Recorded data:

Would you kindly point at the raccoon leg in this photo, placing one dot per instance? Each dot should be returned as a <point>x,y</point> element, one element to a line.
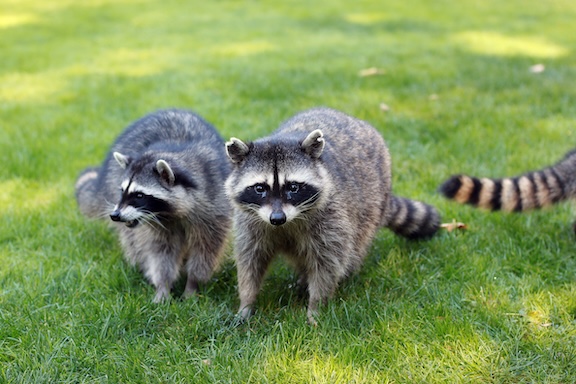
<point>323,276</point>
<point>199,267</point>
<point>251,266</point>
<point>162,269</point>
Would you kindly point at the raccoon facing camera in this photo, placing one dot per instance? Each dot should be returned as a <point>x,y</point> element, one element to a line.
<point>316,190</point>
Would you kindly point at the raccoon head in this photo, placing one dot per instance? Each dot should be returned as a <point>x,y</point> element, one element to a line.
<point>278,180</point>
<point>145,191</point>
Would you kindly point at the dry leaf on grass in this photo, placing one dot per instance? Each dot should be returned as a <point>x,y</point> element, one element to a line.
<point>384,107</point>
<point>453,225</point>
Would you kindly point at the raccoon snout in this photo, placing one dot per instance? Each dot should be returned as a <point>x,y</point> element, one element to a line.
<point>115,216</point>
<point>277,218</point>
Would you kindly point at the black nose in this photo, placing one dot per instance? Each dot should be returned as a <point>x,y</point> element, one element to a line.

What is being asked: Copy the entire listing above word for word, but leave out the pictures.

Output of the exercise:
Would you kindly point at the raccoon leg in this photo, placing one dot per instance? Each dot should be returned as a <point>x,y</point> element, one element to a line.
<point>323,276</point>
<point>199,267</point>
<point>251,266</point>
<point>162,269</point>
Would you kindly point at the raccoon facing camera in this photo, placing one dot per instance? Each dot should be returned as a <point>x,y</point> element, one element to a line.
<point>316,190</point>
Would you kindly point at the raccoon head in this photo, placing one dot per instance? Each dot should be returned as a <point>x,y</point> element, one element to a line.
<point>278,180</point>
<point>145,191</point>
Would you kindly point at the dry leaf on grass in this photo, placing one dot per instance? Each dot should be returned as a <point>x,y</point> element, one element to a line.
<point>384,107</point>
<point>453,225</point>
Would you kindly point at the raccoon snout in this photo, placing one dot per instance? Each dot should be returned as a <point>x,y</point> element, one element to a line.
<point>115,216</point>
<point>277,218</point>
Would you kindly point at the black nose in this photo, placing one dot per instance? Each dot should be returned as a <point>x,y</point> element, one element to a line.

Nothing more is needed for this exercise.